**Fragment**
────────

Ik lees veel
filosofische boeken, maar de Essays van Montaigne is een van de weinige
werken die ik verschillende malen heb gelezen. Geen wonder, want Montaigne was
zijn tijd ver vooruit en veel van wat hij meer dan vier eeuwen geleden
geschreven heeft was niet alleen relevant in zijn tijd maar is vandaag de dag nog
steeds modern. Zoiets intrigeert. Bovendien heeft Montaigne een goede stijl van
schrijven. Maar eigenlijk weet ik niet of dit wel de reden is dat ik de Essays
lees en herlees. Het is iets onbestemds. Montaigne en zijn Essays
intrigeren me gewoon, en niet alleen mij, denk ik.
Eén van de
interessantste essays in Montaigne’s boek is de “Apologie voor Raymond Sebond”.

────────

**Invoer**

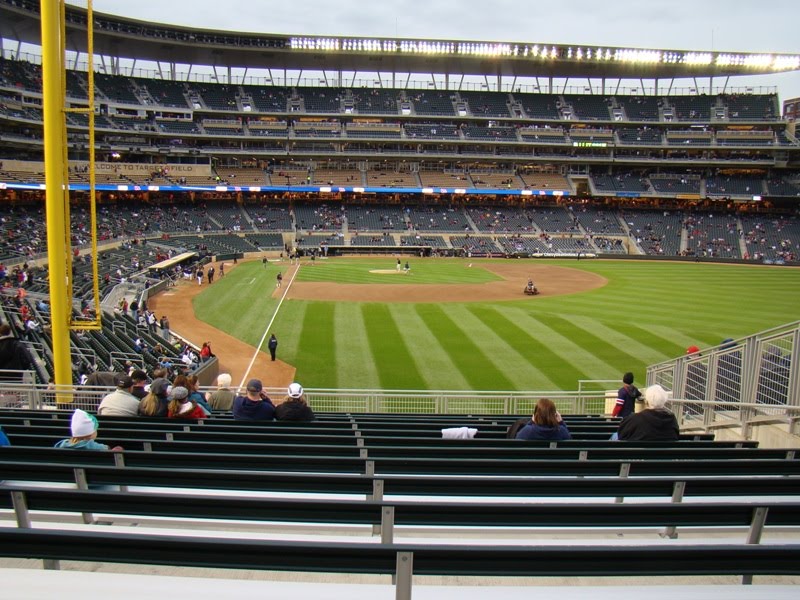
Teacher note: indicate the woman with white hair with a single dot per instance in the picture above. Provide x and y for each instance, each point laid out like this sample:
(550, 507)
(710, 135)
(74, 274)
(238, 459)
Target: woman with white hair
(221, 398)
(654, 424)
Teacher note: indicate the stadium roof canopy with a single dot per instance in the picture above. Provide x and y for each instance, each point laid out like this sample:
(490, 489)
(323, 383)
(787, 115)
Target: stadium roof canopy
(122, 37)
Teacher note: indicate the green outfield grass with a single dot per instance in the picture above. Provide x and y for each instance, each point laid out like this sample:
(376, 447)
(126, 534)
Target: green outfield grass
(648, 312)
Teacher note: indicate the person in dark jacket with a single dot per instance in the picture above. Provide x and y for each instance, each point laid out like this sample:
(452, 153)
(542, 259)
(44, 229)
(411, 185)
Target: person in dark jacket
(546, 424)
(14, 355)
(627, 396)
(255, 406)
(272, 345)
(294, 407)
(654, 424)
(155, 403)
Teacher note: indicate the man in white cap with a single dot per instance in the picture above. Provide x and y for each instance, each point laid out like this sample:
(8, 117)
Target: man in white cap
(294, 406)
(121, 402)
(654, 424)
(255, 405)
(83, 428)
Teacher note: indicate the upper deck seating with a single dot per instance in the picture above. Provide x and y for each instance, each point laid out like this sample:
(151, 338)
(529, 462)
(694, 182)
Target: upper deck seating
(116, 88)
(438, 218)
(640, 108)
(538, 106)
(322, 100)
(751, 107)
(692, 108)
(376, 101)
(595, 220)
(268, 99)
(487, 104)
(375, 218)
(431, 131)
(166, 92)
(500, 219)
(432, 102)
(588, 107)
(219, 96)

────────

**Opdrachten**
1/ Toon elke regel uit de rijen waarin het woord "woman" voorkomt. Hoofdletters en kleine letters tellen mee.
2/ Geef alsjeblieft het vervolg op de tekst over Montaigne, aansluitend op de laatste zin.

**Antwoorden per opdracht**
1/
Teacher note: indicate the woman with white hair with a single dot per instance in the picture above. Provide x and y for each instance, each point laid out like this sample:
Target: woman with white hair

2/
Je treft het aan in Boek II en dit essay is zo lang dat het eigenlijk een boek
op zichzelf is. Je vraagt je af, waarom Montaigne het niet afzonderlijk heeft
uitgegeven. Waarschijnlijk had Montaigne deze Apologie niet geschreven, als
zijn vader hem niet gevraagd had de Theologia
Naturalis van de Catalaanse
filosoof Raimundo de Sabunde (ong. 1385-1436; Raymond Sebond, in het
Frans) te vertalen. Hij kon deze vertaling pas na de dood van zijn vader
voltooien en publiceren. Door dit verzoek van zijn vader kwam Montaigne
intensief in contact met het werk van Sabunde en dit stimuleerde hem zijn
ideeën over wetenschap, kennis en theologie op te schrijven.
Ik zal hier geen
samenvatting van de “Apologie” geven en deze becommentariëren en in een kader
plaatsen. Het stuk staat echter vol met ideeën en het laat zien hoe Montaigne
in een aantal opzichten een voorloper is van Descartes. In een andere blog op
deze website (“Op de schouders van reuzen: Montaigne en Descartes”) heb ik er
al op gewezen dat Descartes Montaigne regelmatig plagieerde of ideeën van hem overnam
zonder Montaigne’s naam te noemen (wat vandaag de dag in de wetenschap als
doodzonde geldt, was toen een normale praktijk). Maar in plaats van een
bespreking van de “Apologie” pik ik er gewoon wat uit. Neem bijvoorbeeld dit
citaat: “Wie met het nodige verstand de ezelachtigheden van de menselijke
wijsheid verzamelde en bundelde, zou ons wonderlijke dingen kunnen vertellen.” (p.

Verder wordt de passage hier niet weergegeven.